(Given request 1):
According to the judgment excerpt below, who are the Deed Proponents?
(Given request 2):
Resume the judgment excerpt below, picking up after its final sentence.

(Page):
# # # # #

Yes, all right, so on that basis, on the basis that the 2.69 is recoverable you think this net asset value of about 7.196 is reliable, do you? --- Subject to valuations.[9]

[9]Cross-examination of Mr Rathner at Transcript 117– 121 (2 June 2015).

  1. His evidence in this regard is concerning.  He appears to change his position from being sceptical to accepting at face value the word of Mr Trimble. 

  1. There are two alternative DOCAs proposed by Mr Rathner.  The first DOCA is contained in exhibit 97 to the second affidavit of Mr Caridi and was before the Court when the matter was first heard on 28 May 2015 and the alternative proposal was put to the Court on 1 June 2015.  A copy of the draft DOCA is attached to these reasons.  It provides:

1.        The Fund (“Fund”)

The Deed Proponents shall procure a contribution to create the Fund for distribution as hereinafter provided.  The Fund is to be provided within xx days of the conditions in clause 2 being satisfied.

The Fund is to provide sufficient funds to meet the following:

1.1All creditor claims in full, excluding the National Australia Bank Limited and related parties to the directors and Deed Proponents claims. (estimated $560,000)

1.2The payment to each minority shareholder representing the market valuation of their shareholding.

1.3The costs and expenses of the Administrator and Deed Administrator. (estimated $500,000)

The calculation of the Fund is subject to obtaining valuations of the assets of the Company, including freehold land and the business operating as Showgirls Bar 20.

  1. In his first affidavit, Mr Rathner deposes that the DOCA provides for:

(a)creation of a Fund by contribution from the Deed Proponents sufficient to pay:

·     all creditor claims in full (save for the National Australia Bank as secured creditor and debts owing to the directors or Deed Proponents and related entities);

·     the market value of their shares to all minority shareholders; and

·     the costs and expenses of the Administration and Deed Administration;

(b)transfer of the shares of minority shareholders to the Deed Proponents or nominees by the Administrator upon Court approval pursuant to s.444GA of the act;

(c)provision of the Fund and transfer of shares to be subject to any necessary dispensation of the Deed Proponents from the requirements of Chapter 6 of the Act by ASIC pursuant to s.655A of the Act; and

(d)control of the Company reverting to the directors upon execution of the Deed.

It is intended that the amount of the Fund will be determined upon completion of valuations of the land and business of the Company.

  1. Ric Tenuta and Peter Plevritis are the Deed Proponents and according to the DOCA they have agreed to procure a contribution to create a fund for distribution.  There is no affidavit from either Mr Plevritis or Mr Tenuta regarding their financial position or their willingness to pay.  Mr Rathner agreed that he did not know them personally, nor has he had any dealings with them, nor has he investigated them.  He agreed that he knew nothing about their creditworthiness nor their ability to pay.[10]  That evidence was given prior to Mr Rathner filing his third affidavit.

# # # # #

(Material):
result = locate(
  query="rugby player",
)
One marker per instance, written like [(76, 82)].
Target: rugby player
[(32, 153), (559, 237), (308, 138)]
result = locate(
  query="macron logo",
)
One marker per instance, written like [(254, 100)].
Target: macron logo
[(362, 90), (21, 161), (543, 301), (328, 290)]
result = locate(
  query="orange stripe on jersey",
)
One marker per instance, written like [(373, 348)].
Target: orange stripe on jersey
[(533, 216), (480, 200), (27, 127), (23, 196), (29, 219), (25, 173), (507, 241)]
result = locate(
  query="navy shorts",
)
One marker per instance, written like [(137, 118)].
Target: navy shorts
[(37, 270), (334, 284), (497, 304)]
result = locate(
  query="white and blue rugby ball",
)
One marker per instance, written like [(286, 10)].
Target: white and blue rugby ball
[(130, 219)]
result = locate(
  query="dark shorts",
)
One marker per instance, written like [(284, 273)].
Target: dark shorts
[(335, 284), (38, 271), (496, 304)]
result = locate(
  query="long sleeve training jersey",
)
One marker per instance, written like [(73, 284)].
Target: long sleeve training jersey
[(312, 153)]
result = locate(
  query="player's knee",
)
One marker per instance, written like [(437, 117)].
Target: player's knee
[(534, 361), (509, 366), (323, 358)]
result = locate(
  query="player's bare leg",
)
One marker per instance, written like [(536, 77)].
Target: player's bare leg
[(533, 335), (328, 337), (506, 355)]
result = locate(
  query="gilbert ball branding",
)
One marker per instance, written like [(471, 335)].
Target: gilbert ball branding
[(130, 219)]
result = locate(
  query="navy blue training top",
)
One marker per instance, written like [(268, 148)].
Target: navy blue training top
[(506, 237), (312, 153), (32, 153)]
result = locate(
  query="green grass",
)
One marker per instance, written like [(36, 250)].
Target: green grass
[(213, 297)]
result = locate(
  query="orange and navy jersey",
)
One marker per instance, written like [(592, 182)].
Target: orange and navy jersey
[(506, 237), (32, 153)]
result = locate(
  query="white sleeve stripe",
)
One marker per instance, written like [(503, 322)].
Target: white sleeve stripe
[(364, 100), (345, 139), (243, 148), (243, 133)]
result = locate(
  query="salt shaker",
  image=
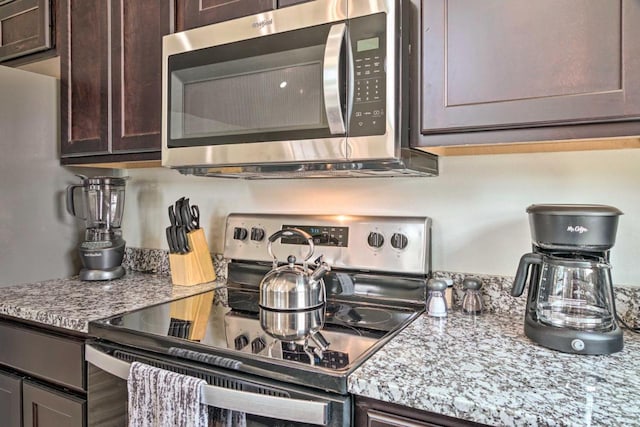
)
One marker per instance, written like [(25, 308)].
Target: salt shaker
[(436, 303), (472, 299)]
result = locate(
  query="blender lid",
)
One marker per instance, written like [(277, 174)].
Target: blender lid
[(574, 209), (105, 180)]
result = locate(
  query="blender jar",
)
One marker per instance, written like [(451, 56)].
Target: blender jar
[(575, 294)]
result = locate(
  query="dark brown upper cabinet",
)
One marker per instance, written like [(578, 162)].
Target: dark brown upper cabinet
[(516, 70), (111, 79), (25, 28), (191, 14)]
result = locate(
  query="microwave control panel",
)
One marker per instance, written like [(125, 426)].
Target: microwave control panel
[(368, 45)]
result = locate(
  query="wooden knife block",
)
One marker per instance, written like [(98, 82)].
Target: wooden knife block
[(194, 267), (195, 310)]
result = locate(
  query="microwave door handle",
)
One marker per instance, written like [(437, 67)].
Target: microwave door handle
[(280, 408), (331, 79)]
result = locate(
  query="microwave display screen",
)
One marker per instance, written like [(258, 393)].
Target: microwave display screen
[(368, 44)]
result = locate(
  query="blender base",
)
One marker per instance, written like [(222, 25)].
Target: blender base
[(106, 274), (574, 341)]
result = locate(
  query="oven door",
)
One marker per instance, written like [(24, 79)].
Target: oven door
[(265, 402)]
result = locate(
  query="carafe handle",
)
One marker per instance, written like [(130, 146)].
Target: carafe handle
[(523, 269)]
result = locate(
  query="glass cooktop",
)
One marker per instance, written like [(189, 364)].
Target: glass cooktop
[(214, 329)]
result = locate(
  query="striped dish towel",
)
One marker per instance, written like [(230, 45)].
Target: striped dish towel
[(159, 398)]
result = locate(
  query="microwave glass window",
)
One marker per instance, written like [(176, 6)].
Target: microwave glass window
[(275, 92)]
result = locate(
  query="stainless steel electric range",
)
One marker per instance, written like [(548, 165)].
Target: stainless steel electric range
[(376, 287)]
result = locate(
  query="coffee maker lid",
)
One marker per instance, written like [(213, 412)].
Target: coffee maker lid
[(574, 210)]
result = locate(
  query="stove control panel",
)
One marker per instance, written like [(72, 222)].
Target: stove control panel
[(369, 243), (322, 235)]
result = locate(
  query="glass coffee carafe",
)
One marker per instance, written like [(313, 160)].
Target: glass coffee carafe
[(570, 304), (102, 204), (575, 294)]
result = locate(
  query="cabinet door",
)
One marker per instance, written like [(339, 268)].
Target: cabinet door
[(10, 403), (191, 14), (499, 64), (44, 407), (25, 27), (84, 69), (136, 59)]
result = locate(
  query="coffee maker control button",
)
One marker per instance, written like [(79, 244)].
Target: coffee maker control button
[(399, 241), (375, 240), (257, 234), (239, 233), (240, 342), (257, 345), (577, 345)]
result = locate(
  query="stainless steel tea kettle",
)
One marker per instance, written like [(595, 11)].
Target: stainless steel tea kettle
[(292, 297)]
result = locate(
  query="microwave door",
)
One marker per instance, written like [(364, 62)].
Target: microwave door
[(282, 87)]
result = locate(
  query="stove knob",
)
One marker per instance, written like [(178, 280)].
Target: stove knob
[(375, 240), (257, 234), (399, 241), (240, 342), (239, 233)]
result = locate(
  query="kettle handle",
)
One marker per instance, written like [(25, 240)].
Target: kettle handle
[(288, 232), (521, 274)]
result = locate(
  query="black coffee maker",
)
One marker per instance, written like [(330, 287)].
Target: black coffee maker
[(570, 304)]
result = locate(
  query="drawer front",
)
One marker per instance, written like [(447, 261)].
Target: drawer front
[(45, 407), (10, 402), (51, 357)]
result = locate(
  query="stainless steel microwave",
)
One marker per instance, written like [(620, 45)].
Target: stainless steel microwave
[(318, 89)]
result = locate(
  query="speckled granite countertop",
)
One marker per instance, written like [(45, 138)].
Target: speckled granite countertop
[(72, 304), (484, 369)]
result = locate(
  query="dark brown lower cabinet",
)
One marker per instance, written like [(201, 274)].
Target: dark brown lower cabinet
[(46, 407), (376, 413), (42, 377), (10, 399)]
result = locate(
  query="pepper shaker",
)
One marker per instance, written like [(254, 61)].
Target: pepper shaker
[(436, 303), (472, 299)]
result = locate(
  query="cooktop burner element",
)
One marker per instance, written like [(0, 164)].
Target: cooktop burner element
[(365, 316), (376, 286)]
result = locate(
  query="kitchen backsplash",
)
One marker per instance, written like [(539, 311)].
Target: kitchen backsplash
[(496, 290)]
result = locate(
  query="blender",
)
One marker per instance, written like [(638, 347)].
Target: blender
[(102, 250), (570, 304)]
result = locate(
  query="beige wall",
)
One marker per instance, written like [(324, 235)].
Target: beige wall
[(477, 203)]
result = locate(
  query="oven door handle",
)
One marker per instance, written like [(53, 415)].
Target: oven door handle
[(331, 79), (280, 408)]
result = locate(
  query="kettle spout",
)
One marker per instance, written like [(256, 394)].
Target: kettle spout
[(321, 269)]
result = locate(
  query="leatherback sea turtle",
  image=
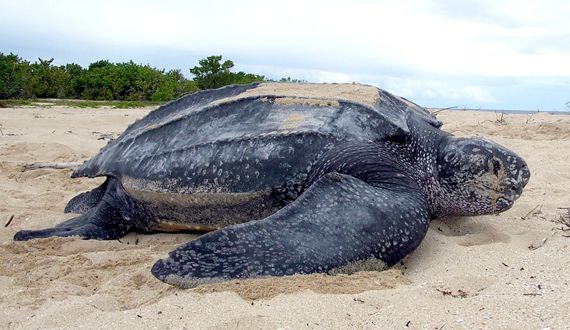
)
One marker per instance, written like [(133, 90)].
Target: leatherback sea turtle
[(290, 178)]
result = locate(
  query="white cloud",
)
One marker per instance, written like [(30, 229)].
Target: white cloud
[(427, 49)]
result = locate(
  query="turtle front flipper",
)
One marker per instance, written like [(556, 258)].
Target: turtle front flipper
[(337, 222), (111, 218)]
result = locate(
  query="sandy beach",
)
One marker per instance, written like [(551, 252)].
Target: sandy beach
[(510, 271)]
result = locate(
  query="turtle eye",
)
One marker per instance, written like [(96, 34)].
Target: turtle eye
[(451, 157), (496, 167)]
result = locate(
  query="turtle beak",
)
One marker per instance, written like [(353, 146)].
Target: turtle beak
[(513, 185)]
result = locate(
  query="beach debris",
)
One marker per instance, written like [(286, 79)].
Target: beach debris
[(500, 118), (9, 221), (57, 166), (457, 294), (105, 136), (532, 212), (534, 246), (564, 220), (435, 112)]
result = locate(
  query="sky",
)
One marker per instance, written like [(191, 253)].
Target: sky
[(476, 54)]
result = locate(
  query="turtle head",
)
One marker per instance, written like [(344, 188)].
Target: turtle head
[(479, 176)]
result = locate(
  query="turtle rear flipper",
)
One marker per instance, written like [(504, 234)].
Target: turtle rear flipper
[(109, 219), (338, 221)]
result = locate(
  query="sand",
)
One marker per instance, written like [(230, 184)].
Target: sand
[(507, 271)]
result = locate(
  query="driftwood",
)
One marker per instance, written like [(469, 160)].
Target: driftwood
[(57, 166)]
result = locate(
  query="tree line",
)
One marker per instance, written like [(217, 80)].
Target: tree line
[(103, 80)]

# # # # #

(Answer 1):
Ric Tenuta and Peter Plevritis are the Deed Proponents.

(Answer 2):
    [10]Transcript 128.

  1. Mr Rathner was cross‑examined in regard to the terms of the DOCA. He agreed that the creditors and shareholders would be better off under the DOCA. He believes that he can achieve a DOCA by August 2015. He agreed that the first DOCA is conditional on granting dispensation under s 655 of the Act and on obtaining approval under s 444GA of the Act.[11]  ASIC has made it clear no approval will be given and they will oppose any application for dispensation.

    [11]Transcript 130.

  1. Mr Rathner also gave evidence that if the first DOCA was accepted:

-          there would be no investigations of the directors;[12]

-          he had not communicated with minority shareholders at this time;[13] and

-          he accepted there was unrest from minority shareholders.[14]

[12]Transcript 131.

[13]Transcript 132.

[14]Transcript 133.

  1. In his second affidavit, Mr Rathner refers to paragraph 24(d) of his first affidavit where he deposes that:

(d)if the DOCA proposal cannot be implemented for any reason then the prospects of continuation of the business of the Company (including the jobs of the employees) and the return to members would be maximised by an orderly sale of the assets of the Company, including the Showgirls Bar 20 business with an attached lease.  Such orderly realisation could occur under an alternative DOCA proposal and which may provide for the Company going into liquidation or being deregistered (as appropriate) upon completion of the sale process and distribution.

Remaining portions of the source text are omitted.